Copy the listing below word for word, leaving out the pictures.
+ + + + +
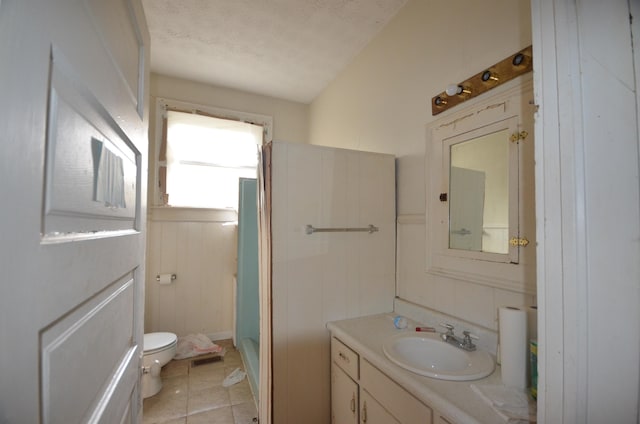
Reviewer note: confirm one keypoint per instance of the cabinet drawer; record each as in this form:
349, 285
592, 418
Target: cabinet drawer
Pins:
+ + + + +
● **Answer to the problem**
Reviewer note: confirm one keypoint per instance of the cabinet drawer; record each as in this form:
349, 285
592, 418
Target: cabinet drawer
Pins:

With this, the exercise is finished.